---- Stored rows

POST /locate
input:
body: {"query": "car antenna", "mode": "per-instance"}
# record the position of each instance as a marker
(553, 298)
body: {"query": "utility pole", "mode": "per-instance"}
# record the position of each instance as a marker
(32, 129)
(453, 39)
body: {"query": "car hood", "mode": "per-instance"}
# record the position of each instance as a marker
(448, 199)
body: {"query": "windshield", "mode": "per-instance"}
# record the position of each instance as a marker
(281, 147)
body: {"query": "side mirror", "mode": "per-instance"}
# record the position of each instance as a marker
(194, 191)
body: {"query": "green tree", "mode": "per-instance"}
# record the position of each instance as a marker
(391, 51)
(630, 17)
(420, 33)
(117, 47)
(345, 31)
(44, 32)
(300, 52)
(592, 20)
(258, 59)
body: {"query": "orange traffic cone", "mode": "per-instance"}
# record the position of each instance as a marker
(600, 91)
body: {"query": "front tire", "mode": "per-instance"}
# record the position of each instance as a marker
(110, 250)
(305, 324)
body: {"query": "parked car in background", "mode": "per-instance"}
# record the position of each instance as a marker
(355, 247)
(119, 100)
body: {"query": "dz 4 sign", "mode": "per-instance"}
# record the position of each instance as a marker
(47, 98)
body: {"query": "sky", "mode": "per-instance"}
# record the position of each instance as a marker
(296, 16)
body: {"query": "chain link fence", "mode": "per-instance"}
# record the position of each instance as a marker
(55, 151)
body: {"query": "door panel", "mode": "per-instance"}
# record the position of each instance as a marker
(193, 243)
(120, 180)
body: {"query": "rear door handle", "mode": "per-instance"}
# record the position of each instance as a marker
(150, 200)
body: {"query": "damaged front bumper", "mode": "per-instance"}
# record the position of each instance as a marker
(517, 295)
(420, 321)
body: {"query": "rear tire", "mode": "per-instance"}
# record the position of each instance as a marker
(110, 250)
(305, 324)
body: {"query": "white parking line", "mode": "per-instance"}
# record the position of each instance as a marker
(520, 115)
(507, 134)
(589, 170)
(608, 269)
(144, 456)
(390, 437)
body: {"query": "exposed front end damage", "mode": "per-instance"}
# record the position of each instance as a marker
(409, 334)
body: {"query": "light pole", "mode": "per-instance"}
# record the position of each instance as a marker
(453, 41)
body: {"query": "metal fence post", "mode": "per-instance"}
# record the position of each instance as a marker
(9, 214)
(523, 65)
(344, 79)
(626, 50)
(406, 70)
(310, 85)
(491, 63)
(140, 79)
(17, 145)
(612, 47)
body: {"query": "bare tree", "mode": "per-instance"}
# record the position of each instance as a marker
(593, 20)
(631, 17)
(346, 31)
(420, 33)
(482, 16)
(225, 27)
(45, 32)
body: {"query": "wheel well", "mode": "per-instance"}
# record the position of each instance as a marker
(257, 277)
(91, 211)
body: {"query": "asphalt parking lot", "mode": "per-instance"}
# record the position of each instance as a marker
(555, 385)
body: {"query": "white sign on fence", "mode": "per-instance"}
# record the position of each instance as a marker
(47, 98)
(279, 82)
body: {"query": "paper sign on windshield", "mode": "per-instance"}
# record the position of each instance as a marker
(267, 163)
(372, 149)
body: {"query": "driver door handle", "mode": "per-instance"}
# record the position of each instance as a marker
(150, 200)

--------

* The exercise
Reproduce the records above exactly as they appear.

* Answer to this task
POST /locate
input:
body: {"query": "car antenna", "mode": "per-instance"}
# record the position of each instance as a marker
(553, 298)
body: {"query": "utility pole", "mode": "per-instance"}
# record the position of each instance as a marker
(32, 129)
(453, 39)
body: {"query": "car hood", "mode": "per-instance"}
# record the position of each instance as a marker
(448, 199)
body: {"query": "windshield", "mode": "per-instance"}
# record the position of each instance as a marker
(281, 147)
body: {"query": "side mirror", "mode": "per-instance"}
# record the position of each instance as a marker
(194, 191)
body: {"query": "green tree", "mode": "per-instance"}
# record the position of each instance as a marker
(391, 51)
(630, 17)
(420, 33)
(117, 47)
(345, 31)
(44, 32)
(300, 52)
(592, 20)
(258, 59)
body: {"query": "orange traffic cone", "mode": "per-instance"}
# record the position of each instance as a marker
(600, 91)
body: {"query": "front tire", "mode": "per-instance"}
# record the position of each instance as a marker
(110, 250)
(305, 324)
body: {"query": "parked car in background", "mode": "per-instance"}
# record the position of each instance as a marker
(355, 247)
(119, 100)
body: {"query": "dz 4 sign", "mode": "per-instance"}
# record the position of each instance as a marker
(47, 98)
body: {"query": "sky", "mode": "per-instance"}
# record the position of each instance as a marker
(296, 16)
body: {"query": "chain link fence", "mode": "per-instance"}
# record the position of each instance as a marker
(55, 151)
body: {"query": "door panel", "mode": "per-instance"}
# record the position of each instance as a marker
(193, 243)
(120, 180)
body: {"query": "rear door handle", "mode": "per-instance"}
# record the position of each instance as a marker
(150, 200)
body: {"query": "damaged front bumper", "mode": "per-instance"}
# record the position of each instance as a marker
(517, 295)
(420, 321)
body: {"query": "rear tire", "mode": "per-instance"}
# record the position of each instance as a marker
(110, 250)
(305, 324)
body: {"query": "white parking line", "mode": "per-instance"}
# record the position of each instance as a marker
(520, 115)
(507, 134)
(589, 170)
(608, 269)
(144, 456)
(390, 437)
body: {"query": "exposed front end damage", "mode": "per-instance"}
# record the position of each instance as a marker
(409, 334)
body: {"query": "light pole", "mode": "per-instance"}
# record the position of each instance as a marker
(453, 41)
body: {"query": "metal fence post", "mode": "per-instance"}
# record the position of each instance as a marker
(9, 214)
(523, 65)
(344, 79)
(626, 50)
(406, 70)
(310, 85)
(491, 63)
(140, 79)
(17, 145)
(612, 47)
body: {"query": "bare tree", "mode": "per-instance"}
# record the position of each instance as a marker
(593, 20)
(631, 17)
(346, 31)
(420, 33)
(482, 16)
(225, 27)
(45, 32)
body: {"query": "wheel well", "mode": "per-instance"}
# record the position of each instance as a marker
(257, 277)
(91, 211)
body: {"query": "asphalt parking lot", "mode": "per-instance"}
# record the position of each instance as a marker
(555, 385)
body: {"query": "white sign on fence", "mode": "per-instance"}
# record the position of each instance as a marker
(47, 98)
(279, 82)
body: {"query": "paper sign on windshield", "mode": "per-instance"}
# record the position of each instance as a marker
(267, 163)
(372, 149)
body: {"query": "driver door handle", "mode": "per-instance"}
# record the position of each instance as a marker
(150, 200)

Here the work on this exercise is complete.